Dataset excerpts
□ □ □ □

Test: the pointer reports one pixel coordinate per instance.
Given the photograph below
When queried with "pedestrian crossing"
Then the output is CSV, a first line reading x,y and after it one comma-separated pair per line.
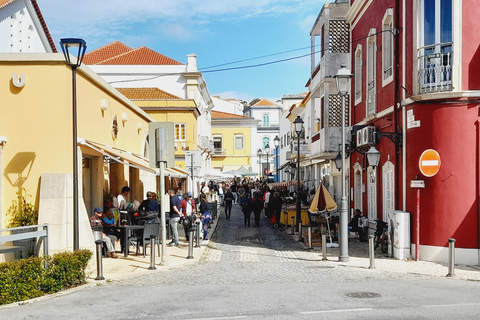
x,y
251,255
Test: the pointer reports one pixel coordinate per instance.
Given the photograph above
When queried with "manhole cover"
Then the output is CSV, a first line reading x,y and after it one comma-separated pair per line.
x,y
363,295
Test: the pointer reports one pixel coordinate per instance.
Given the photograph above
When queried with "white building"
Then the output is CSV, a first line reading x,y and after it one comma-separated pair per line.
x,y
22,28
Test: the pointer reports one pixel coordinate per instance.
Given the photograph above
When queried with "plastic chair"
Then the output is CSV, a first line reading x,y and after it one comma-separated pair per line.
x,y
149,230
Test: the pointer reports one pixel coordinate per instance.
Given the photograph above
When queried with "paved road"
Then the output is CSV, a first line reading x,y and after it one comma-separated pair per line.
x,y
260,273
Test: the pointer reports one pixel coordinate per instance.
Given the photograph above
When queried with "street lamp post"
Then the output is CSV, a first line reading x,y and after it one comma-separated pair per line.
x,y
298,130
276,142
267,151
74,43
259,155
343,78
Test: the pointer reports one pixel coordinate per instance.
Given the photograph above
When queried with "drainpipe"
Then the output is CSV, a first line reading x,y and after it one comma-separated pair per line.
x,y
3,140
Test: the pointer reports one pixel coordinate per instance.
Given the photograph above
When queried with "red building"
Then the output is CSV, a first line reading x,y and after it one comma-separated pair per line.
x,y
415,87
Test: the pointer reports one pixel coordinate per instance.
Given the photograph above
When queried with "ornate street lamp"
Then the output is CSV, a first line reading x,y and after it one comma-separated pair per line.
x,y
298,130
276,142
74,61
259,155
342,79
267,151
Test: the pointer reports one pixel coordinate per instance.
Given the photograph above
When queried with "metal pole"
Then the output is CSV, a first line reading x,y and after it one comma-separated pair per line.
x,y
324,246
451,257
197,235
299,205
300,235
371,251
163,220
292,230
190,244
76,242
309,233
152,253
343,207
99,260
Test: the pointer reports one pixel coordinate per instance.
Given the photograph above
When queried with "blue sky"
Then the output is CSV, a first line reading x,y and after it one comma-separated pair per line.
x,y
218,31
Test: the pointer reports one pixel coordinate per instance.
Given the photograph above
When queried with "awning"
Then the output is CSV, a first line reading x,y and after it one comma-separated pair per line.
x,y
119,155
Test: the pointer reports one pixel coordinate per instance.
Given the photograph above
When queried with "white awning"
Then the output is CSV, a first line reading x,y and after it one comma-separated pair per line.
x,y
119,155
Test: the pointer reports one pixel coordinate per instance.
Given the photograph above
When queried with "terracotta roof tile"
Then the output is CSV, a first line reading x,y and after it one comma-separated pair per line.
x,y
106,52
264,102
146,94
226,115
139,56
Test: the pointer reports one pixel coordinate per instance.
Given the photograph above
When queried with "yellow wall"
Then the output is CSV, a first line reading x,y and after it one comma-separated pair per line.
x,y
233,157
37,120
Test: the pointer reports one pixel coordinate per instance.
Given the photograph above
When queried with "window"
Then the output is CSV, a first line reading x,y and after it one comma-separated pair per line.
x,y
358,74
387,47
436,52
180,131
266,141
217,144
239,142
266,120
371,69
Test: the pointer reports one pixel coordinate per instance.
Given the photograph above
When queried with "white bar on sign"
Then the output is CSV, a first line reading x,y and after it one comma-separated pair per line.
x,y
428,163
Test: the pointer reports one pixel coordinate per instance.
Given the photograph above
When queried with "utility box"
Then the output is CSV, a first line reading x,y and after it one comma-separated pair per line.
x,y
399,234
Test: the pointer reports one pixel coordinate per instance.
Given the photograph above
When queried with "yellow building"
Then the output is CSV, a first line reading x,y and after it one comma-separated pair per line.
x,y
36,123
232,141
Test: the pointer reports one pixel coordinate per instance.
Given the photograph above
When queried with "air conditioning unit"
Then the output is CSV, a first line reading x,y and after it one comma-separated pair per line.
x,y
204,142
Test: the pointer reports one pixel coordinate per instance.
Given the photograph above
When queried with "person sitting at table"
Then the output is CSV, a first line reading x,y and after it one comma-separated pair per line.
x,y
109,240
148,209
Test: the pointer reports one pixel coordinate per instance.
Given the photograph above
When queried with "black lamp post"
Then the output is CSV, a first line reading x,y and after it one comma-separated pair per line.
x,y
259,155
276,142
343,80
298,130
74,61
267,151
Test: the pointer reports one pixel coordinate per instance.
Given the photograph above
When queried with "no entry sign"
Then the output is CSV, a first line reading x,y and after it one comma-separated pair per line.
x,y
429,163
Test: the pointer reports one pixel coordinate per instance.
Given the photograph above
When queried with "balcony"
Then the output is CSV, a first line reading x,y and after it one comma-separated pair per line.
x,y
435,68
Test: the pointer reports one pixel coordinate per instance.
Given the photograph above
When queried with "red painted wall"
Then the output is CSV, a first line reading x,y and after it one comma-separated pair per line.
x,y
448,206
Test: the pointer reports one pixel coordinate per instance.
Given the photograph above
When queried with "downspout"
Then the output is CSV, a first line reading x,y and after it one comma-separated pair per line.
x,y
404,116
397,101
3,140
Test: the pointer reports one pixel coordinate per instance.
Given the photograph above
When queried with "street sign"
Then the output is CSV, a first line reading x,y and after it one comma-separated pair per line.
x,y
429,163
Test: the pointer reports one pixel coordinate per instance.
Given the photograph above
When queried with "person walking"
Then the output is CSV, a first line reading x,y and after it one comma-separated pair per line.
x,y
174,216
228,203
257,207
247,206
187,208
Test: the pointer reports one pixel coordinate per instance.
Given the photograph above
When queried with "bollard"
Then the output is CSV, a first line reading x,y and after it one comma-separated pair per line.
x,y
371,251
197,235
152,253
451,257
300,232
190,244
309,232
324,246
99,260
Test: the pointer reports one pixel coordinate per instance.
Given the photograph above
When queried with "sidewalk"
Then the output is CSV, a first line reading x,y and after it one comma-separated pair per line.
x,y
134,265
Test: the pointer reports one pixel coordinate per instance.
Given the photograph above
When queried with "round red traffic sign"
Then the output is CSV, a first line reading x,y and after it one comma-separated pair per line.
x,y
429,163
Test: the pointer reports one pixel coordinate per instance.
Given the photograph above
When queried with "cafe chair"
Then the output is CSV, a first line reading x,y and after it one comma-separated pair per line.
x,y
150,229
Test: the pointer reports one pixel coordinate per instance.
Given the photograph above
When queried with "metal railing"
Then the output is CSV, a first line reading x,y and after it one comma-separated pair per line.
x,y
435,68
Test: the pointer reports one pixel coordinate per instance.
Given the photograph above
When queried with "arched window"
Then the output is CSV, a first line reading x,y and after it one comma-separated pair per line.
x,y
266,120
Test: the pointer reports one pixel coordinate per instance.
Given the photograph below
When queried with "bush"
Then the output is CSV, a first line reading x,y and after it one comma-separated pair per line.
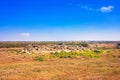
x,y
63,54
84,44
118,45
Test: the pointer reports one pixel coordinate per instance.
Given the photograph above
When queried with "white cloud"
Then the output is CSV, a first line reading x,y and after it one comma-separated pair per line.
x,y
106,9
87,8
25,34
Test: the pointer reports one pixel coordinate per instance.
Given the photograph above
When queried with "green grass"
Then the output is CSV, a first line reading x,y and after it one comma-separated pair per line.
x,y
63,54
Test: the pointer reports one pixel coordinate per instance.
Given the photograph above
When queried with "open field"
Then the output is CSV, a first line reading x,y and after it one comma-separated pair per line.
x,y
14,66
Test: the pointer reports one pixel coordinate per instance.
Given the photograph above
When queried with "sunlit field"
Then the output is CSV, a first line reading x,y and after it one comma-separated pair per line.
x,y
81,65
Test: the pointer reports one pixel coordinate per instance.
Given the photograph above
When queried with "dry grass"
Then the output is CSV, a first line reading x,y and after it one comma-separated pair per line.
x,y
22,67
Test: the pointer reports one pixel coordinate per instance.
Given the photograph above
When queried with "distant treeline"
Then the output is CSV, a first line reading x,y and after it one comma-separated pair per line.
x,y
16,44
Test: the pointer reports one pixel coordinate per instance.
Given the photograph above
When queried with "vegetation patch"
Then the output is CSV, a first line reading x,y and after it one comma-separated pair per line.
x,y
63,54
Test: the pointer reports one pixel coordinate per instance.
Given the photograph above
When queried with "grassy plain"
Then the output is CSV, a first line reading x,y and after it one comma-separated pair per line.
x,y
16,66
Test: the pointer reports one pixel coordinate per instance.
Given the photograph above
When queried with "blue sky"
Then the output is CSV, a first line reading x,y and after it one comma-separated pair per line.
x,y
59,20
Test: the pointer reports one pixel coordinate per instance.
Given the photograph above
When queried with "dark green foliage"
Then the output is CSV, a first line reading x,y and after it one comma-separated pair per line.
x,y
63,54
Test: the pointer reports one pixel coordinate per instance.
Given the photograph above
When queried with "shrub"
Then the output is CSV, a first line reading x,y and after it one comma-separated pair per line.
x,y
118,45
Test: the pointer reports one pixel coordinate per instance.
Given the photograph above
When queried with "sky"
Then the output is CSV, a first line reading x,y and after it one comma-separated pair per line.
x,y
59,20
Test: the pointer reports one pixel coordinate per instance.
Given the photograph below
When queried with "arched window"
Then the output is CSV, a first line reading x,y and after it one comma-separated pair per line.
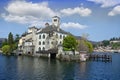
x,y
43,36
39,36
43,48
43,43
39,42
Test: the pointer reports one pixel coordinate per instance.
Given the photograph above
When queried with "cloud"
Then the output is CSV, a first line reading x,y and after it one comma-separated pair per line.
x,y
77,10
115,11
27,12
37,14
73,25
106,3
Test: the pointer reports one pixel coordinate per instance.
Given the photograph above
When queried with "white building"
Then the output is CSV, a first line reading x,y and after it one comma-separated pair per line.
x,y
44,40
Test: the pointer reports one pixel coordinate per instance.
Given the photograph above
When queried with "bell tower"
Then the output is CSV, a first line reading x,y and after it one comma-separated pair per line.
x,y
56,21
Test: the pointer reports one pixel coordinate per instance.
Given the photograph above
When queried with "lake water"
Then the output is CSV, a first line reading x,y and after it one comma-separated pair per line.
x,y
30,68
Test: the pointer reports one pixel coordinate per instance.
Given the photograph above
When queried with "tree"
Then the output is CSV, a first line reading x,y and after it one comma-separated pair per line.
x,y
90,47
105,43
4,43
10,41
6,49
69,43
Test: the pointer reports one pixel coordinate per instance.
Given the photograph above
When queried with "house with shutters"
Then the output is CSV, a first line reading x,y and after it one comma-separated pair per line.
x,y
43,41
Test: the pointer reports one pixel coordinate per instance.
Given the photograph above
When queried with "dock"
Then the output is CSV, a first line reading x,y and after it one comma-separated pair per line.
x,y
100,57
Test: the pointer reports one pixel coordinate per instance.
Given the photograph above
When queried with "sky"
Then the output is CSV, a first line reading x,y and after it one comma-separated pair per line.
x,y
98,18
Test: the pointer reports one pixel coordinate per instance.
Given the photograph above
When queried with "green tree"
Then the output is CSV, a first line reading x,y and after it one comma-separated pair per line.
x,y
84,44
6,49
69,43
4,43
90,47
105,43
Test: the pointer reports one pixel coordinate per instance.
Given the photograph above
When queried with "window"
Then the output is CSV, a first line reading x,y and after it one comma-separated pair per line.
x,y
63,37
43,36
60,36
43,48
39,49
55,20
56,35
60,42
48,42
39,36
39,43
51,42
56,42
43,43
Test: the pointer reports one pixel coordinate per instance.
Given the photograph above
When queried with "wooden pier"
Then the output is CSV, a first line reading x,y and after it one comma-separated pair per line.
x,y
100,57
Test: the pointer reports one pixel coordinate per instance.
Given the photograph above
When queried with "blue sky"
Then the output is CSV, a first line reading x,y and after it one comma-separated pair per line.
x,y
98,18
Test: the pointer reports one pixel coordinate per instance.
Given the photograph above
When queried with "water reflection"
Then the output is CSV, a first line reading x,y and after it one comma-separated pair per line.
x,y
29,68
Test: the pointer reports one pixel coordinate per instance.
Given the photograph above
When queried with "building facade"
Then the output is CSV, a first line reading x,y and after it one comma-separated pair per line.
x,y
43,40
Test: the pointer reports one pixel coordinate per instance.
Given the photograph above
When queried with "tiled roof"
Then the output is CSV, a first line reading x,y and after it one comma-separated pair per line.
x,y
52,28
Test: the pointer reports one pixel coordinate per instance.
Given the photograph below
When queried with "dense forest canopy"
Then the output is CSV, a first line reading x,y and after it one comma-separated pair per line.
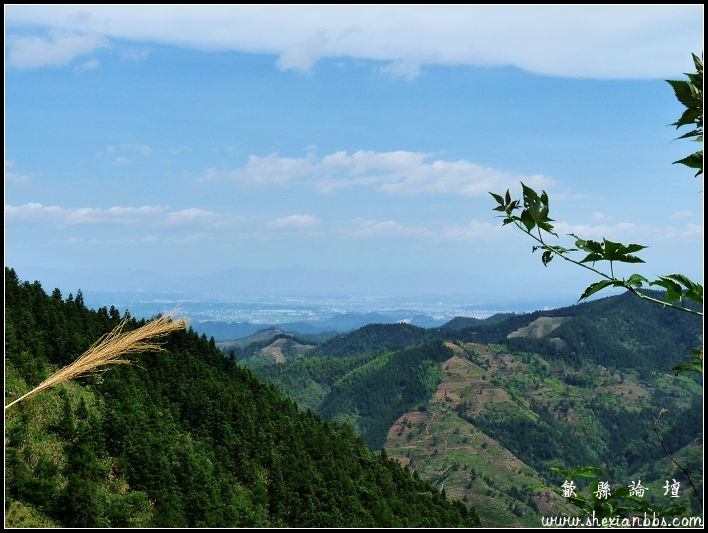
x,y
184,438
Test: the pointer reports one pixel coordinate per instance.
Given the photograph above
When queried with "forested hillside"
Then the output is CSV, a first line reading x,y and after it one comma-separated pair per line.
x,y
575,386
184,438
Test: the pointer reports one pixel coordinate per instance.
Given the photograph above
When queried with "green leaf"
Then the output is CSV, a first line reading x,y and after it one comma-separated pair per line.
x,y
688,367
673,289
694,160
527,220
694,290
499,199
598,286
591,258
636,280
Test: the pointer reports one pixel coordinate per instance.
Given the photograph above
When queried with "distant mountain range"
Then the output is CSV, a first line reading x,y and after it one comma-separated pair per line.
x,y
243,283
483,408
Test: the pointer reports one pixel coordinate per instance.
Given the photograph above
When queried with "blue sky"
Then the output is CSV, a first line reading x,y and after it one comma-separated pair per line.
x,y
188,141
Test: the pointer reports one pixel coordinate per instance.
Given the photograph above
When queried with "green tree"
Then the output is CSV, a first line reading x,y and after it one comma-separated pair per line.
x,y
531,215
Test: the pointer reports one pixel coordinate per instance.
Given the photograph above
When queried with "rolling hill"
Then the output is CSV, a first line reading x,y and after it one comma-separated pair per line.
x,y
184,438
485,411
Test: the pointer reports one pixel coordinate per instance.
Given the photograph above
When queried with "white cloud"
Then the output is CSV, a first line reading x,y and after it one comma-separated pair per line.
x,y
579,41
303,56
91,64
597,231
294,221
390,228
474,230
682,215
157,215
409,70
57,50
399,172
262,170
14,177
120,154
134,55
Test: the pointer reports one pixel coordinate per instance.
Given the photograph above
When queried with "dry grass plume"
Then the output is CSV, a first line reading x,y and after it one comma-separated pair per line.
x,y
111,349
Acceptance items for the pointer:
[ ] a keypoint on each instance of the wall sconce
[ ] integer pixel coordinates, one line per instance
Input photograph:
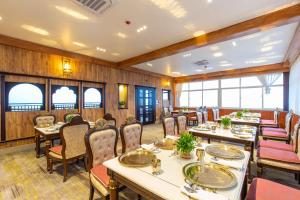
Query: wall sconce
(67, 69)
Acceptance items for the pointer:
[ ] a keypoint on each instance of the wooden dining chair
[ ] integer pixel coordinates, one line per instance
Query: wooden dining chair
(169, 126)
(110, 120)
(181, 123)
(131, 135)
(70, 114)
(262, 189)
(101, 145)
(73, 147)
(279, 159)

□ □ □ □

**TASK OBJECTIVE:** If a line of the data holds the string "building", list it.

**RESULT OF THE EXERCISE:**
When queried with "white building"
When queried with "red building"
When queried with "yellow building"
When queried with "white building"
When queried with "building facade"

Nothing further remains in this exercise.